Task statement: Reproduce verbatim only the lines from the one containing "of the blonde" through the last line below, both included.

Dataset excerpts:
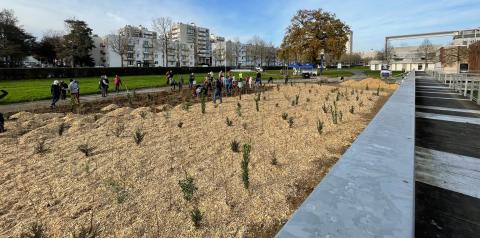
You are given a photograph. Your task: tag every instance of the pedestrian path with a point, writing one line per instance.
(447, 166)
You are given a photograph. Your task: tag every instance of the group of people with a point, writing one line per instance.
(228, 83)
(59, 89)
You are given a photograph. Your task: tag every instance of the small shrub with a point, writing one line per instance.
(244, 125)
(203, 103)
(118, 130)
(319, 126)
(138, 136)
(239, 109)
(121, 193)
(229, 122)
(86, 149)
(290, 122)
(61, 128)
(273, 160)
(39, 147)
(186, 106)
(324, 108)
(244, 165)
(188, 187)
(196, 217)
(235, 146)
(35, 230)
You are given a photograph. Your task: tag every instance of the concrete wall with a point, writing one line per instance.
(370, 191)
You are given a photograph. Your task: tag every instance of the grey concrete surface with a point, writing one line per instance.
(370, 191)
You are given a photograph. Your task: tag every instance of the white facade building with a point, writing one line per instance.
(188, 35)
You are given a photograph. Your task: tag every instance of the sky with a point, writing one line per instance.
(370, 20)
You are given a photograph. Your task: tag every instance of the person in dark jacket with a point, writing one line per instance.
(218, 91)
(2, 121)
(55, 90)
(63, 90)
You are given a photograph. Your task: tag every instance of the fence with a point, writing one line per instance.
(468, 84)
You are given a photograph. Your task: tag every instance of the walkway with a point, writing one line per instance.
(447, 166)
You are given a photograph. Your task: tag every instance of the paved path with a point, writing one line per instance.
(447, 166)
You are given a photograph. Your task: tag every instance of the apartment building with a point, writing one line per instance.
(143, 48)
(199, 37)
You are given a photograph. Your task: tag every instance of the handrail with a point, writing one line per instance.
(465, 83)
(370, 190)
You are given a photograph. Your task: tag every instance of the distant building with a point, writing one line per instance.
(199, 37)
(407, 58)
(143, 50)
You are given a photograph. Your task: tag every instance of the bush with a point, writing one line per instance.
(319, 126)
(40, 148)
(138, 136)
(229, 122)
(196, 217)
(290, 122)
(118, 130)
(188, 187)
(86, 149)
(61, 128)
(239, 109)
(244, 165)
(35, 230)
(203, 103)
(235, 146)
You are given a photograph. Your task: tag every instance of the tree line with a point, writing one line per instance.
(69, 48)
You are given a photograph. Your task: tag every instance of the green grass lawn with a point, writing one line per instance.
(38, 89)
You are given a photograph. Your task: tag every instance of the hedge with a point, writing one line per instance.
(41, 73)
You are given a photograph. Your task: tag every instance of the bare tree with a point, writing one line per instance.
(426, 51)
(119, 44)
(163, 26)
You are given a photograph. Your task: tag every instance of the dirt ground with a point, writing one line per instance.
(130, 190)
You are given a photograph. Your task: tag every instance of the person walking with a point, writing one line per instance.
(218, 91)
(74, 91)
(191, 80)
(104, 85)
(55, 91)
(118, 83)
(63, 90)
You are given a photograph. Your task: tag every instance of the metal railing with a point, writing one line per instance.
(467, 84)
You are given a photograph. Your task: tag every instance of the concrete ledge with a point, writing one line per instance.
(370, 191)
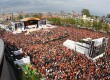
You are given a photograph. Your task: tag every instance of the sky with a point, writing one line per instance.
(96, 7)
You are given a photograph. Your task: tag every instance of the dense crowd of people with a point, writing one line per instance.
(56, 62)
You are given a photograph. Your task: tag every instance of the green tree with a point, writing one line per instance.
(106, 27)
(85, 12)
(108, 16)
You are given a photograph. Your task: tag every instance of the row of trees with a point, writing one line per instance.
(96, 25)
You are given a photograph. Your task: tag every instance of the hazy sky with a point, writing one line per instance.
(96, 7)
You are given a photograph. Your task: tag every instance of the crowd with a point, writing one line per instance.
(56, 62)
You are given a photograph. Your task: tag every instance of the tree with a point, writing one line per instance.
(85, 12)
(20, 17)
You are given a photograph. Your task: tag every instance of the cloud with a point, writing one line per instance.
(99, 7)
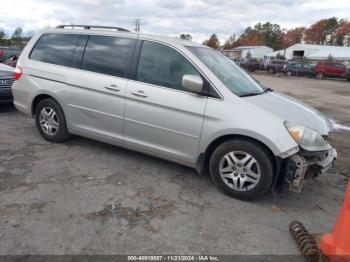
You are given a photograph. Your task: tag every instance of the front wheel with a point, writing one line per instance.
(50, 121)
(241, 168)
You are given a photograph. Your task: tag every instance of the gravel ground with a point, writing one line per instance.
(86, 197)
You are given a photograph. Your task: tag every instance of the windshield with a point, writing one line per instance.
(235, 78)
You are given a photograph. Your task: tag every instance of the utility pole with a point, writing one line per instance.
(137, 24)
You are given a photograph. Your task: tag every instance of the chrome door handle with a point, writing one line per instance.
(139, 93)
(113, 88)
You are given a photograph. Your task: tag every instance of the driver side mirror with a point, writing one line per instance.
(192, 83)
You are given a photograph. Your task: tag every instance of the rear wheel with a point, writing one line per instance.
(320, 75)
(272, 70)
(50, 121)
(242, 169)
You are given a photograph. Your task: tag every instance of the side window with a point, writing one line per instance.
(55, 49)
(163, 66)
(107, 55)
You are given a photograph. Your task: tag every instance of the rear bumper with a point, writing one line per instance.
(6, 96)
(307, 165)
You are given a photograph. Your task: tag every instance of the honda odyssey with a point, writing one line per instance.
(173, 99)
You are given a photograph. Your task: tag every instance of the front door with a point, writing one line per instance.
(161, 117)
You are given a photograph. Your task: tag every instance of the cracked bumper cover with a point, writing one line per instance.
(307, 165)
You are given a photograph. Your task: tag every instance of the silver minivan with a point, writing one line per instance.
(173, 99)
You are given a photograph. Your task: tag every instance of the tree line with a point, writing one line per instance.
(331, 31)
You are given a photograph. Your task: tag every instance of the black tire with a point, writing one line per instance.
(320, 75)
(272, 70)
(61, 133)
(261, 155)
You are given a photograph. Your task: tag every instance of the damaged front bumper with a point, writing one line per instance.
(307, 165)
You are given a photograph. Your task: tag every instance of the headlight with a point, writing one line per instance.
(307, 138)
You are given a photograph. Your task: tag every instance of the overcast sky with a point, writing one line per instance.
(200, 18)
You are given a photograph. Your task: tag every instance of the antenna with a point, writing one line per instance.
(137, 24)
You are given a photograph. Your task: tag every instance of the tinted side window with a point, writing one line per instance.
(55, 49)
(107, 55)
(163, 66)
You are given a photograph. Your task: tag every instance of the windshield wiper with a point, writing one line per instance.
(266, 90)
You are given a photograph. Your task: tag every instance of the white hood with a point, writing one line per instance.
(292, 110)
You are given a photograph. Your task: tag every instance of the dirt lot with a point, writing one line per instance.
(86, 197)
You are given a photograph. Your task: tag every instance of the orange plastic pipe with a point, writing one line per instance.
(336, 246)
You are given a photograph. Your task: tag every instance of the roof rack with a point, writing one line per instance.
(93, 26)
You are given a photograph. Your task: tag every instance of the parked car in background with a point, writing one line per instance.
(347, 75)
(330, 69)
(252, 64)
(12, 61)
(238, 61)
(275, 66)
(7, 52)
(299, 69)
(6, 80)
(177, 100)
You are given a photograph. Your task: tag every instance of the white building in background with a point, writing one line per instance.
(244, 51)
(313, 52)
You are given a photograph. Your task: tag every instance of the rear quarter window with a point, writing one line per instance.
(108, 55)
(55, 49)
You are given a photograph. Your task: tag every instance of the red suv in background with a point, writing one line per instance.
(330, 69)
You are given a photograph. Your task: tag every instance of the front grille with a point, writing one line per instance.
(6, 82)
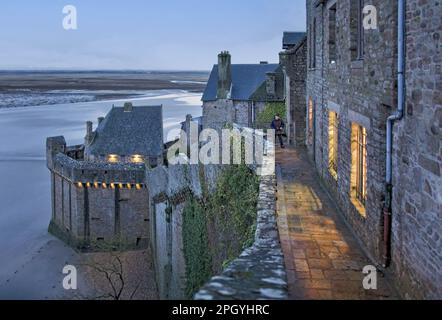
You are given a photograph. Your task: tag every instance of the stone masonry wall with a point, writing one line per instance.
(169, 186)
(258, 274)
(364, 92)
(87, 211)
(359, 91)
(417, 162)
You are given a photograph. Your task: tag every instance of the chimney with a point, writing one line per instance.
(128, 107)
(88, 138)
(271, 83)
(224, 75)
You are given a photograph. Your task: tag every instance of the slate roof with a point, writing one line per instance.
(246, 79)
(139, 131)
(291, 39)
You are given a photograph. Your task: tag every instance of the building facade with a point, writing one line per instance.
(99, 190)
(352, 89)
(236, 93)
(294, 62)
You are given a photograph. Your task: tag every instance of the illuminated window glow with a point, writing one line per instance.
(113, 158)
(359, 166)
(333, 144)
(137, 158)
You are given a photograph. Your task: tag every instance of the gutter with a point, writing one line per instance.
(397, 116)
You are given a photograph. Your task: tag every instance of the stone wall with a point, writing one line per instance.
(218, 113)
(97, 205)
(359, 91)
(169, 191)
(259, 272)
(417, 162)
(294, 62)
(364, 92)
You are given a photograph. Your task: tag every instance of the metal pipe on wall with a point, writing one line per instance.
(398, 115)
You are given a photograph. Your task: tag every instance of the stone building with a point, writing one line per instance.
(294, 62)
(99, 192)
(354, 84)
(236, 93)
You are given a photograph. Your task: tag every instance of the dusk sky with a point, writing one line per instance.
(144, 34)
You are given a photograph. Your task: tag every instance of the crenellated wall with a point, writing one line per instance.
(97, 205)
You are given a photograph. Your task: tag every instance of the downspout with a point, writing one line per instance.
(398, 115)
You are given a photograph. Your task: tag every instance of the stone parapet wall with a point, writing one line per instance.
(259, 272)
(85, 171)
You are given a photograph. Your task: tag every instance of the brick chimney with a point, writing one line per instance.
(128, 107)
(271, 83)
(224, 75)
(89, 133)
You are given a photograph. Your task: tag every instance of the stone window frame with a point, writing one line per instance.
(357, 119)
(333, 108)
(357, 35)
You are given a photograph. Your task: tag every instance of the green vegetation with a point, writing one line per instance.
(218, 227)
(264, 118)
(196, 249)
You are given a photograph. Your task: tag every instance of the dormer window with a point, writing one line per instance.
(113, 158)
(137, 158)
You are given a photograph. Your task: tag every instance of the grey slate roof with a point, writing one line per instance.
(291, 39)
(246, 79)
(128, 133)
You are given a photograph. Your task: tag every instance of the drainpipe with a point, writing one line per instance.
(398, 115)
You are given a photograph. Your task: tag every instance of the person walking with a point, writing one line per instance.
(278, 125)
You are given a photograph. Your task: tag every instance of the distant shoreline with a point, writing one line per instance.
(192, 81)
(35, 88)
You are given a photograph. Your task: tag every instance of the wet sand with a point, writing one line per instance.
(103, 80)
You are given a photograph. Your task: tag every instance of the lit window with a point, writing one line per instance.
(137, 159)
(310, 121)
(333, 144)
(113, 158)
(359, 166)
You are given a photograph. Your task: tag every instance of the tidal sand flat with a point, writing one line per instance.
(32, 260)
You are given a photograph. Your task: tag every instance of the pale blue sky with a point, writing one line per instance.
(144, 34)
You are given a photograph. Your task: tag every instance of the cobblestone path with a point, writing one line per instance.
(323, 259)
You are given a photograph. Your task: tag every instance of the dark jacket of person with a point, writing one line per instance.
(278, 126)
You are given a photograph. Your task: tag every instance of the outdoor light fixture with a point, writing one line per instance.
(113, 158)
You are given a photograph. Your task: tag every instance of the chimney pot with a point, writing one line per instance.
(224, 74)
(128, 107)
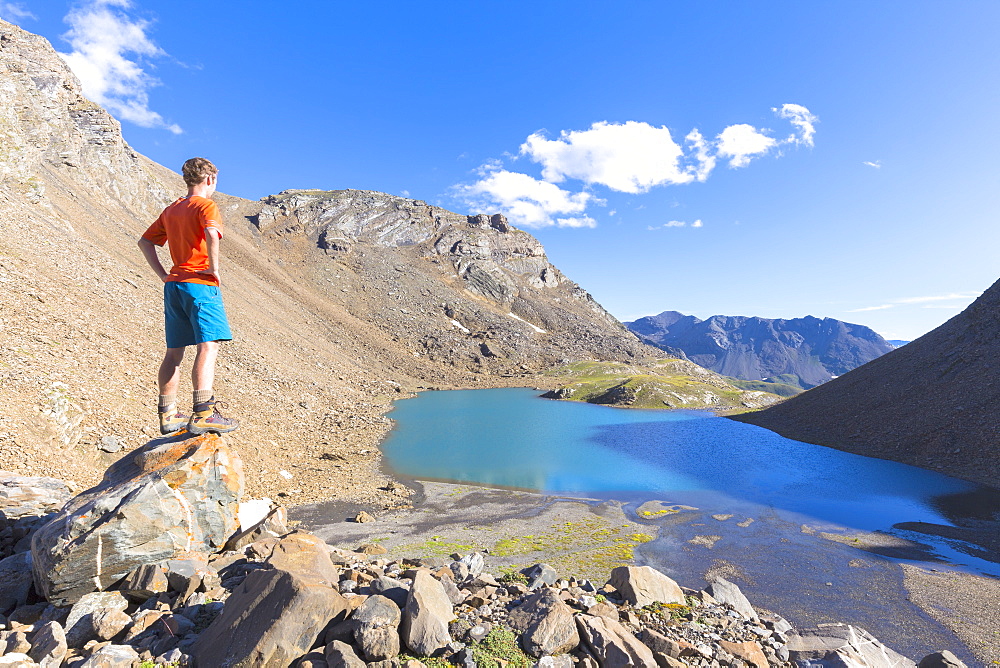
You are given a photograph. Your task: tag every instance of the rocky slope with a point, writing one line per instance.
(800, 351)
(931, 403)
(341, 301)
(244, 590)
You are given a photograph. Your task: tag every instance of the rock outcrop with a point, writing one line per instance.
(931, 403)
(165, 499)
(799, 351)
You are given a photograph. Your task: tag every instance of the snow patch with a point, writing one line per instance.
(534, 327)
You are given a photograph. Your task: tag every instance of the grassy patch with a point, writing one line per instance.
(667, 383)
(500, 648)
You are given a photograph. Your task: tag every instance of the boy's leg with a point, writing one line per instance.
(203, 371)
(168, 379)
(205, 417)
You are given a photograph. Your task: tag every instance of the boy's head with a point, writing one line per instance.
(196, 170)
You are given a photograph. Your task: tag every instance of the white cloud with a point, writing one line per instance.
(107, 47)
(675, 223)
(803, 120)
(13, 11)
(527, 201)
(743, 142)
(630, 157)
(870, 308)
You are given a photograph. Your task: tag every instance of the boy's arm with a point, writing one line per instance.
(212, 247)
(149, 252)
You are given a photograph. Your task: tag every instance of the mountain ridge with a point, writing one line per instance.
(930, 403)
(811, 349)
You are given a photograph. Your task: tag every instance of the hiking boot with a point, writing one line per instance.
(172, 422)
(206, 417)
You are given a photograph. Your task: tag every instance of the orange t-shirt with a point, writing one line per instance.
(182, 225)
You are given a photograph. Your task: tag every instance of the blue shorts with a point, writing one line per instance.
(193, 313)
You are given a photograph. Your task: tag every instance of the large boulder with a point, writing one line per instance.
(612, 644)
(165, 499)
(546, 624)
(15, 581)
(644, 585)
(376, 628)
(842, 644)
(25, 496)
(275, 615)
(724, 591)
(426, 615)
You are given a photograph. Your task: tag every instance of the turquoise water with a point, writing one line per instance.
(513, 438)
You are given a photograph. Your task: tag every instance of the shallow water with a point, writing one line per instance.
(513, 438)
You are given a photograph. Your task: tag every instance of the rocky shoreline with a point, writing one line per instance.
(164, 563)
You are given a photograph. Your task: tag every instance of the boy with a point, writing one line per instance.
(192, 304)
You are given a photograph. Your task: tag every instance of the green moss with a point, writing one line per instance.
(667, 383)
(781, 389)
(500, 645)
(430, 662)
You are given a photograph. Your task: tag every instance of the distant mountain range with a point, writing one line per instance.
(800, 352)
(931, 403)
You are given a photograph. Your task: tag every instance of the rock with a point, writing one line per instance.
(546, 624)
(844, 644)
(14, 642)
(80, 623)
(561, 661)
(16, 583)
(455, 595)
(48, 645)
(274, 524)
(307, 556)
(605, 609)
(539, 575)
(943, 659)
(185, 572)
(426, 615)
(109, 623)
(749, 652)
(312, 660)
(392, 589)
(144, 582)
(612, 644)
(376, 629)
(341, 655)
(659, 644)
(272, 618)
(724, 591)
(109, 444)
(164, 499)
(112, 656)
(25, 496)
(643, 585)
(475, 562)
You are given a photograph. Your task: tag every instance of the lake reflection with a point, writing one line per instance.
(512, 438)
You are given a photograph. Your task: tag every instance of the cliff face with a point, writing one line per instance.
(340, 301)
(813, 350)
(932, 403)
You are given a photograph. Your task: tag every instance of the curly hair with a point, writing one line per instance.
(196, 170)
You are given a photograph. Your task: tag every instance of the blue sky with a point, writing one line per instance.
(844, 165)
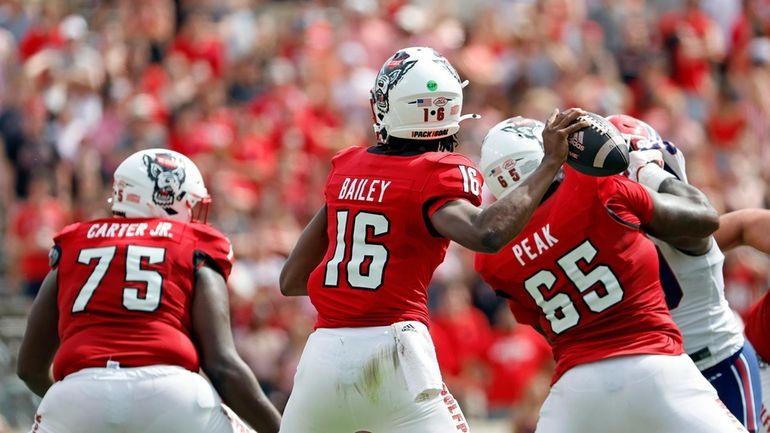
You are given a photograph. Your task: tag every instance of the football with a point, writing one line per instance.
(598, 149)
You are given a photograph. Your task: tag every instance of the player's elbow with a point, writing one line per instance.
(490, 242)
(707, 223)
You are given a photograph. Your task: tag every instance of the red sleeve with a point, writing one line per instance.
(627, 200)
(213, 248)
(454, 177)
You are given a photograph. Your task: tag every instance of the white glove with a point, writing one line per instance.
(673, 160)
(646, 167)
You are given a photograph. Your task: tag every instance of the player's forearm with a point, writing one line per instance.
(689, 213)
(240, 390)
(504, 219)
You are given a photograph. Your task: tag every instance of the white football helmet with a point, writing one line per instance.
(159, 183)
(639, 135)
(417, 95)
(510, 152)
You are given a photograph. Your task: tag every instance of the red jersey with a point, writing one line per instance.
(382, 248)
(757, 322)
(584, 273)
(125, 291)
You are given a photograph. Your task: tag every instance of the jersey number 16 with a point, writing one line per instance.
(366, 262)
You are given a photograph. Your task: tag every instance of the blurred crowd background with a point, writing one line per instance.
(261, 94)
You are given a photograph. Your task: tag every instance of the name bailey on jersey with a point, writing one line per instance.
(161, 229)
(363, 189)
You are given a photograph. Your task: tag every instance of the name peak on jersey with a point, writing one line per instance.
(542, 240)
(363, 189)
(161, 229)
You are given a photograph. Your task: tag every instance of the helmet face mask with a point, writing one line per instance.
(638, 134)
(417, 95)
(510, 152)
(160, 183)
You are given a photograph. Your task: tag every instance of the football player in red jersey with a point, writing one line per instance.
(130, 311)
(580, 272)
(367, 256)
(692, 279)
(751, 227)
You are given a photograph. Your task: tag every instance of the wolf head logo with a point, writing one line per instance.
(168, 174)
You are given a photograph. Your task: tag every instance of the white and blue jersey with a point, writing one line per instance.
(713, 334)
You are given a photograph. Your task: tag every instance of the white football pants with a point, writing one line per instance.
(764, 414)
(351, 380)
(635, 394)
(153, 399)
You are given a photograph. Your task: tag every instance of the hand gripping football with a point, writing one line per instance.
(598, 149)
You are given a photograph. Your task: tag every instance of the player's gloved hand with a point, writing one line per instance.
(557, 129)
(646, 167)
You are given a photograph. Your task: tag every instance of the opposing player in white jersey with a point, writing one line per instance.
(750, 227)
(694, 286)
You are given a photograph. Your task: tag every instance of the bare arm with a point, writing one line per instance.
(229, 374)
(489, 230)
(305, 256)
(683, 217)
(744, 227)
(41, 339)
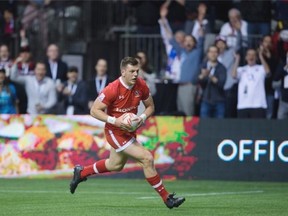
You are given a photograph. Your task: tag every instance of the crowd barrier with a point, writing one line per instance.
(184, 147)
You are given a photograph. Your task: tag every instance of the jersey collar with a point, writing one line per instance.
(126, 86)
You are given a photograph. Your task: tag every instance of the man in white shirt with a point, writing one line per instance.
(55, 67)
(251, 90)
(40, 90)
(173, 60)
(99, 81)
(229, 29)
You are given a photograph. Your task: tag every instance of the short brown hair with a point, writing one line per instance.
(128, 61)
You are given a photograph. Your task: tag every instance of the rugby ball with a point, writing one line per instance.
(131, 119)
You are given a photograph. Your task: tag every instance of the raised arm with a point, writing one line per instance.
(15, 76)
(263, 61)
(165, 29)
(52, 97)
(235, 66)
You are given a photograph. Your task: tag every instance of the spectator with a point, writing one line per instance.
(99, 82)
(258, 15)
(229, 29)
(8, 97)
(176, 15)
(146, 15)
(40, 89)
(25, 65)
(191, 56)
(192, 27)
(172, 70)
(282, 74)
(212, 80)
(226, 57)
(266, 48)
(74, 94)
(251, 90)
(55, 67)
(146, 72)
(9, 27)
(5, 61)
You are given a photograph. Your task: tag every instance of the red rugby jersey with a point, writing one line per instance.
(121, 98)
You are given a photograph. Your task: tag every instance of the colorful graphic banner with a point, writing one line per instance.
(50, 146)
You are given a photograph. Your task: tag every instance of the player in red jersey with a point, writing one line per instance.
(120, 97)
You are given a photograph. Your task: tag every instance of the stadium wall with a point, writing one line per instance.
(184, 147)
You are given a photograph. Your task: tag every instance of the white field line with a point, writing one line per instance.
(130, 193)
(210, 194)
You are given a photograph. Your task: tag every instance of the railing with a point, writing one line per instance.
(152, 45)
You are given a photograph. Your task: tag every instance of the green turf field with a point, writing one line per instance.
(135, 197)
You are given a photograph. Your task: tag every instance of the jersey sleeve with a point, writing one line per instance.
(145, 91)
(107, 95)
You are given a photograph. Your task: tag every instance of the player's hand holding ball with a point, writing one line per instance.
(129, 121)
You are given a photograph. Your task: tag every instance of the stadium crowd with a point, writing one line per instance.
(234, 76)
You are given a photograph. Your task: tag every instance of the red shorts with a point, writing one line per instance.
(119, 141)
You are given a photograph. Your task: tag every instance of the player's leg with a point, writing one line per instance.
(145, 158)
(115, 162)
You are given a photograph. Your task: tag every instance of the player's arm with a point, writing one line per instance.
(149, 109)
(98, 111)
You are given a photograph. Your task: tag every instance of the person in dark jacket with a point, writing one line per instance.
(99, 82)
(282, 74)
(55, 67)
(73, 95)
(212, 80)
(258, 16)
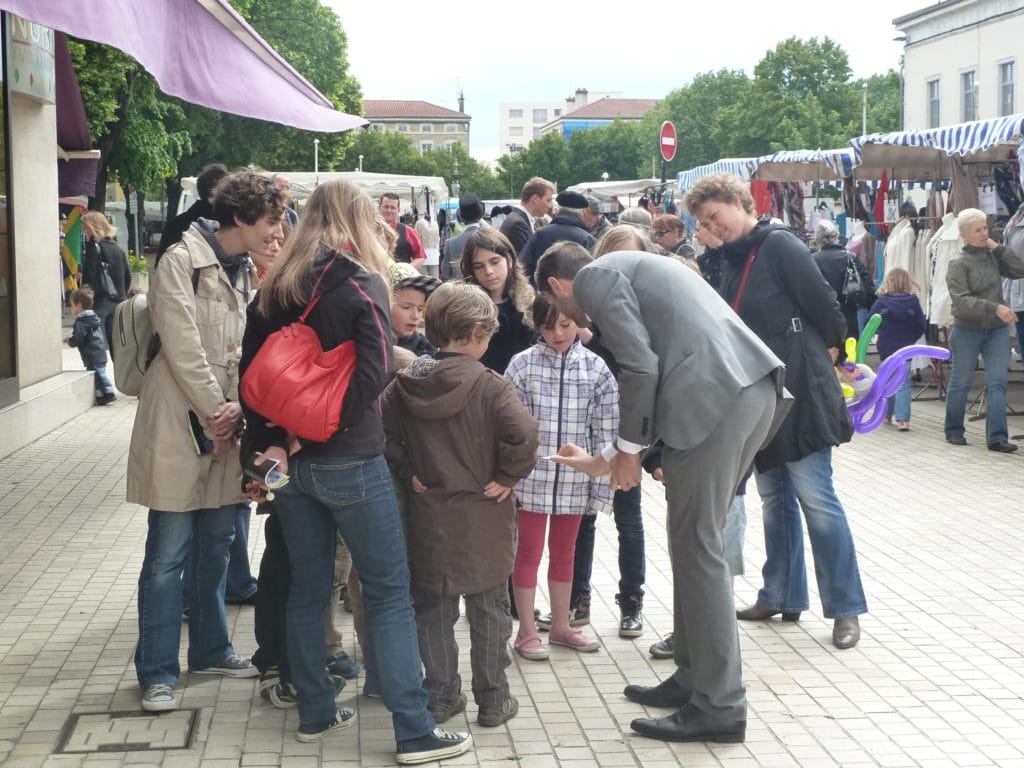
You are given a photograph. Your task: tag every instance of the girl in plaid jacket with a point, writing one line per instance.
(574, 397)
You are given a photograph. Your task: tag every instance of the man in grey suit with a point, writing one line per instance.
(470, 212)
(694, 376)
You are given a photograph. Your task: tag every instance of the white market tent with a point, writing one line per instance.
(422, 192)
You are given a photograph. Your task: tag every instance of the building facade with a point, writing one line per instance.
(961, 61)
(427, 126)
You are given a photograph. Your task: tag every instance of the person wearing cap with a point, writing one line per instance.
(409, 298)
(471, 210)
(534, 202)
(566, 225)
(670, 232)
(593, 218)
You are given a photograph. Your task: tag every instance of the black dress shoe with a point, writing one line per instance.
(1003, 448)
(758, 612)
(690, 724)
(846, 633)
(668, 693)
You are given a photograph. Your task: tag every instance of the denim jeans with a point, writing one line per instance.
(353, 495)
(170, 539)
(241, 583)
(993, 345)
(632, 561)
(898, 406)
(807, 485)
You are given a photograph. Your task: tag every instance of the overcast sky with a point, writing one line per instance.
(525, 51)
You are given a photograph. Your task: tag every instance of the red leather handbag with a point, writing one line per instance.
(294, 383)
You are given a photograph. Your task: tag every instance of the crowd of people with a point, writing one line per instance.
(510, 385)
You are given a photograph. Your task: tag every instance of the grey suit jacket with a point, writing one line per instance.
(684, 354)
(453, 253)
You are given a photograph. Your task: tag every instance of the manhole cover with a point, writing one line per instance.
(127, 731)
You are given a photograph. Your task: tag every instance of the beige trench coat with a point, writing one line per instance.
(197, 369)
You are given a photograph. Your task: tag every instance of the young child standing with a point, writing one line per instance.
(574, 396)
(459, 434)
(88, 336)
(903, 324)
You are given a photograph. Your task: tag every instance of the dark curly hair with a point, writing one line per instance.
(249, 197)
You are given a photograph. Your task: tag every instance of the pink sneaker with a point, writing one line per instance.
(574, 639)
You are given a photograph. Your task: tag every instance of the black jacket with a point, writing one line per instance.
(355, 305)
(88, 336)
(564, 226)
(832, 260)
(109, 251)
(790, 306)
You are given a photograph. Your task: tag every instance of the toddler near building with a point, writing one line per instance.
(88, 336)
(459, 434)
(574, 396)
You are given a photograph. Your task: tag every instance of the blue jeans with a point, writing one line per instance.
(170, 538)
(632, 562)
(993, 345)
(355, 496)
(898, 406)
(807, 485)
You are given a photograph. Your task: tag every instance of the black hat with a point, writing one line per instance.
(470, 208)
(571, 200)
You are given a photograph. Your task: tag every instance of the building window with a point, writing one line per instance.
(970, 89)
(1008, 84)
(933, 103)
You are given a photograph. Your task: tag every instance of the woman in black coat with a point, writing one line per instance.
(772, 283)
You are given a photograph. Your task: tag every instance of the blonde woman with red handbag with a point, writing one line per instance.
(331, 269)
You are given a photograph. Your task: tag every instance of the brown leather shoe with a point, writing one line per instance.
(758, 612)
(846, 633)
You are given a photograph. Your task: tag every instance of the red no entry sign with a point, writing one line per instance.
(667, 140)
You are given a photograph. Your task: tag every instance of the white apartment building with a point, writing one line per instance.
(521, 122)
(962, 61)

Task result:
You are given a photograph. Your task: tag every instance of the blonde woman with red handbag with a point, writing one line per instance.
(331, 269)
You are given a photograph. Your task: tag every instance of the brown leather shoe with a point, writing one line per instance.
(758, 612)
(846, 633)
You are given a photograph. Your task: tag every instance of the red no entry sign with a point, writing one line per instance.
(667, 140)
You are given a photograph. Your task: tag every instance of the white apartment building with a point, writing one line per instance.
(521, 122)
(962, 61)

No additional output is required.